╭─ Data entries
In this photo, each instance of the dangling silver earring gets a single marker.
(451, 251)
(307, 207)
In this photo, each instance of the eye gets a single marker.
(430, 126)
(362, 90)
╰─
Written problem ->
Could you rewrite every line of the records, requests included, scaling each coordinate in the answers by 0.4 and rounding to the nearest whole number, with halves rounded up?

Finished task ->
In this photo, each instance of the dangling silver earring gets a single marker.
(180, 100)
(123, 83)
In this photo, each instance of the eye gets a single marker.
(172, 50)
(145, 36)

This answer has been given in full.